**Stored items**
══════

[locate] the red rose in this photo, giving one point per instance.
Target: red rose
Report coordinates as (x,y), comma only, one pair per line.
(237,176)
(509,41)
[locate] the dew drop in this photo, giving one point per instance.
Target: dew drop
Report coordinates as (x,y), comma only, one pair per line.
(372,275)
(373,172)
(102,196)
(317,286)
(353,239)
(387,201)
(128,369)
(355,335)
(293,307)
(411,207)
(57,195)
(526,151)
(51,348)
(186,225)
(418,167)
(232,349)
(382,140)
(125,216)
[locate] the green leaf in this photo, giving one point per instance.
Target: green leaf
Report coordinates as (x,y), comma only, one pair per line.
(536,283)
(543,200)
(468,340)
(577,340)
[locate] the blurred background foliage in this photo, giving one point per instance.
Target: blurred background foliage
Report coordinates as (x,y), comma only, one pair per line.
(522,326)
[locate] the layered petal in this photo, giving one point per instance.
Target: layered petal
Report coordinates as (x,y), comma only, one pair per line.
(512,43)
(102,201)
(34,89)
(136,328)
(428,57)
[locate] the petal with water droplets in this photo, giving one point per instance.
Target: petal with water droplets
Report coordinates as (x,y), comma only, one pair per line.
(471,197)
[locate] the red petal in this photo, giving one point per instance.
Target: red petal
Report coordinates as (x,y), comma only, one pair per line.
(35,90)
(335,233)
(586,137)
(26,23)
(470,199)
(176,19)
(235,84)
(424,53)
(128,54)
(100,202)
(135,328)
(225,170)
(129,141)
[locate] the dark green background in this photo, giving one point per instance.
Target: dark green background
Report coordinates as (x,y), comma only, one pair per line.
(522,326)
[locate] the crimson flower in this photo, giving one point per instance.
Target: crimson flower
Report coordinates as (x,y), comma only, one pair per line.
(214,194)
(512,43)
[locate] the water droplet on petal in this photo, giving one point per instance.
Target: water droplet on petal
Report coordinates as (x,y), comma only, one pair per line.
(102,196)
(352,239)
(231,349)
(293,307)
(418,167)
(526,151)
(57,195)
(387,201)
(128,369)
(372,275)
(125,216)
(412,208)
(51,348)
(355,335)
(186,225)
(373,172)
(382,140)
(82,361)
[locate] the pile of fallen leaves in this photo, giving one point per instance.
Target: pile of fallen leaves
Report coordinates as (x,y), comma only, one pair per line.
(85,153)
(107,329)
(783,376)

══════

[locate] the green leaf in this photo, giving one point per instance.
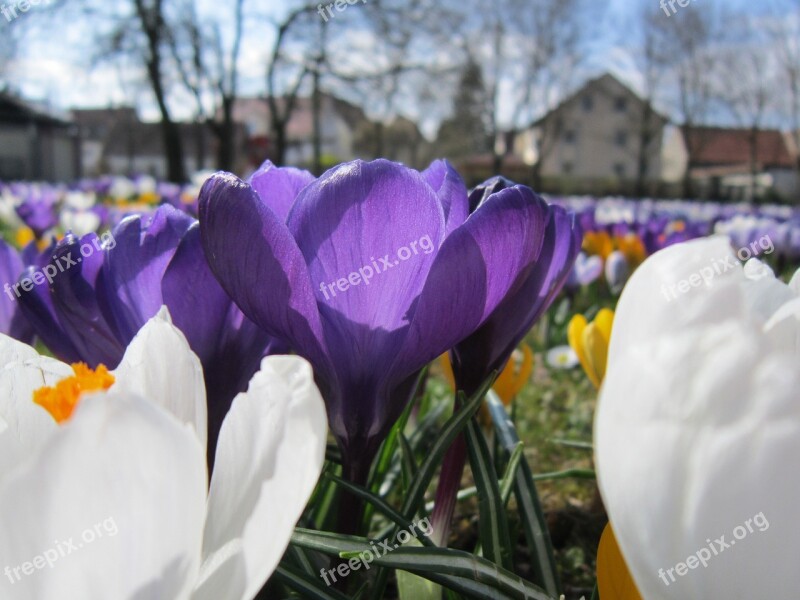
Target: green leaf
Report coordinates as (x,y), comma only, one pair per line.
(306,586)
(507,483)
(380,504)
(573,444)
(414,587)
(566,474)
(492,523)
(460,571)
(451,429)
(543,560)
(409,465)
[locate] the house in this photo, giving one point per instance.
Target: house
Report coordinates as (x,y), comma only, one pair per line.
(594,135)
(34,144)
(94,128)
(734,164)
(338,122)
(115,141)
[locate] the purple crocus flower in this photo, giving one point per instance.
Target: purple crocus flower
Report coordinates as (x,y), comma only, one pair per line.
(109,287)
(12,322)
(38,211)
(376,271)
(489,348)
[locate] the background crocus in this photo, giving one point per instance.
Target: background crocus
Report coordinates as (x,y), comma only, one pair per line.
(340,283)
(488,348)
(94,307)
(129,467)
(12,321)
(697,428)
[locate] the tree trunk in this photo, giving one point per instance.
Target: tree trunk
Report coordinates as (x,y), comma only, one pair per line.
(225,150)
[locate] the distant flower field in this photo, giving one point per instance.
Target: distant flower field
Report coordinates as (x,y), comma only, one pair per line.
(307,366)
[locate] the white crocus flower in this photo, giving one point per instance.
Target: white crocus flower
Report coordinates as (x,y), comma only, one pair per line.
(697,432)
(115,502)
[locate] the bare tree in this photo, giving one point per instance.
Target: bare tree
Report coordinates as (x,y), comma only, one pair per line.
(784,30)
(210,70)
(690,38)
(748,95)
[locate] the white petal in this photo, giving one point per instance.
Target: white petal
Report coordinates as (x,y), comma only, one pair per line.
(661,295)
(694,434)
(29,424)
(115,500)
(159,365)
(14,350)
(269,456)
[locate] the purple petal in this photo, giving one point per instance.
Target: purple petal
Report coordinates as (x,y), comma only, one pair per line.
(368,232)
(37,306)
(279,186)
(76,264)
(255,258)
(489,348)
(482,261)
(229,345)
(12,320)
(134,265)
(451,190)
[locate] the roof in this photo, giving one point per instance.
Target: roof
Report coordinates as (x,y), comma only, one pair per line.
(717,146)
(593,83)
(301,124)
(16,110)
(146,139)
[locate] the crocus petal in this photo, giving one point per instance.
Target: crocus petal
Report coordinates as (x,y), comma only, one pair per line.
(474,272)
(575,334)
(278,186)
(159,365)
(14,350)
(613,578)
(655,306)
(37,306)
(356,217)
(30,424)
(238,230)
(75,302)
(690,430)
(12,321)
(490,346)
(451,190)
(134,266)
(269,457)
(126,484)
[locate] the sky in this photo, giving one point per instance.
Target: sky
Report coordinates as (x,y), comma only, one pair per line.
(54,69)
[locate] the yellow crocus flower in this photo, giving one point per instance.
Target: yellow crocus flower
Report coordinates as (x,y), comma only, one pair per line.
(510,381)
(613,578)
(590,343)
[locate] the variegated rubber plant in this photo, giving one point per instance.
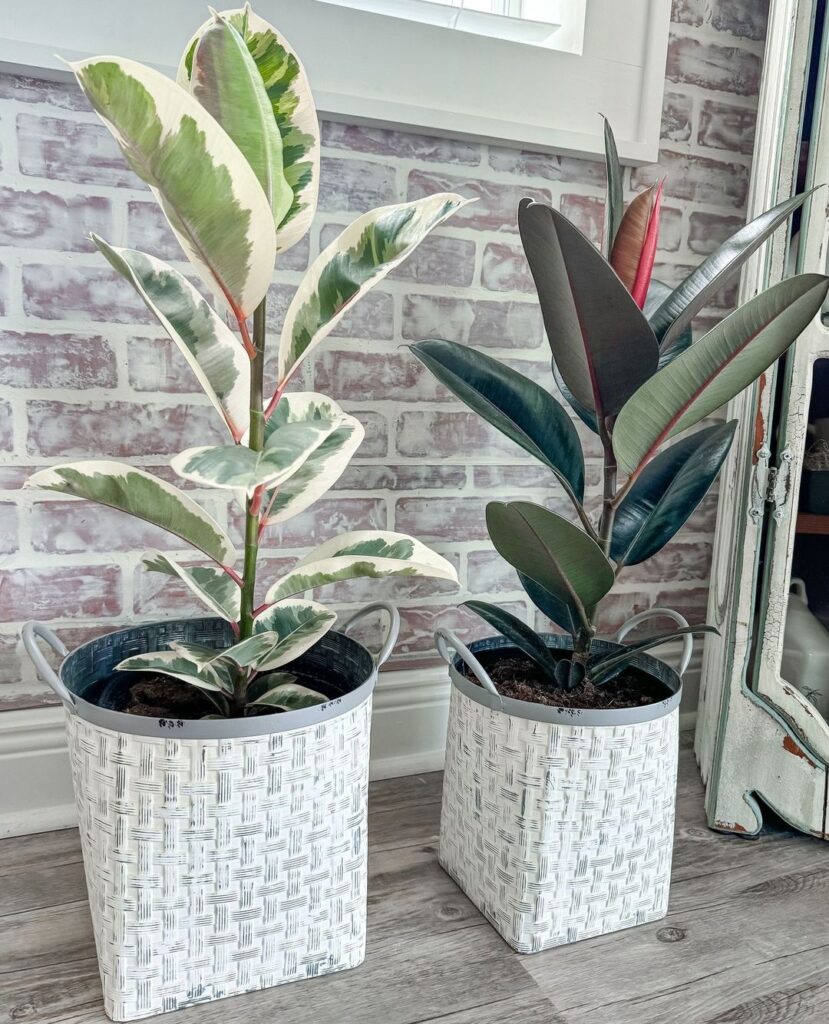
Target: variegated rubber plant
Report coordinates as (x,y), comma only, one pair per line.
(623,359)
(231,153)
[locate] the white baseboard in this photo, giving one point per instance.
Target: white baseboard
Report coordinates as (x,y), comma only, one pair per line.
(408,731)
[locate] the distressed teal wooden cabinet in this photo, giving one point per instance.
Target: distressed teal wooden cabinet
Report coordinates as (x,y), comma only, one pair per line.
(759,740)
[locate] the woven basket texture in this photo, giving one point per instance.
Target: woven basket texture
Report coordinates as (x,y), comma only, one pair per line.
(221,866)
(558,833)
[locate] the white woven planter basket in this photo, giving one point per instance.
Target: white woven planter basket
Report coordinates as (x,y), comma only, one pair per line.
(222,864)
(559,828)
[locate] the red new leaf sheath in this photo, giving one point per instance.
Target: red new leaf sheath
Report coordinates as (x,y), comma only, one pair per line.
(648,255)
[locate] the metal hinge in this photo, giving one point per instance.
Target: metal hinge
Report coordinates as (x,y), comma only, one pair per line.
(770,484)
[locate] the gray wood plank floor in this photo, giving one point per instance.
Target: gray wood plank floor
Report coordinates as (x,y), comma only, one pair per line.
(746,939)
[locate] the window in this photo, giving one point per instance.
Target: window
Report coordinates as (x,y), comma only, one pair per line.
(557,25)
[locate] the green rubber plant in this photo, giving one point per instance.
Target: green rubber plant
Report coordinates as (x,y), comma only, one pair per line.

══════

**Directions for this task**
Here the output must be the lines above from the line with "[locate] the red rose" to the line with "[locate] the layered", both included, duplicated word for word and nothing else.

**Result for this exercise**
[locate] the red rose in this photo, giving one point per instance.
Target: red rose
Report coordinates as (x,y), comma only, one pair per line.
(237,176)
(509,41)
[locate] the dew drop in this photo, giving one point per instance.
Target: dew drop
Report coordinates as (x,y), comma only, one pair per line.
(372,275)
(373,172)
(102,196)
(317,286)
(353,239)
(387,201)
(128,369)
(355,335)
(293,307)
(411,207)
(57,195)
(526,151)
(51,348)
(186,225)
(418,167)
(232,349)
(382,140)
(125,216)
[locate] the green leaf in this photo, giving one point per instance.
Target: green leaf
Report coordinates as (x,y), comma only, one pair per line.
(536,283)
(543,200)
(468,340)
(577,340)
[locate] the blurred background foliage in this photo, giving one point per instance.
Target: blurred background foliage
Report coordinates as (x,y), comma only, one pair per line.
(522,326)
[locate] the layered petal in this photo, giving one point per instance.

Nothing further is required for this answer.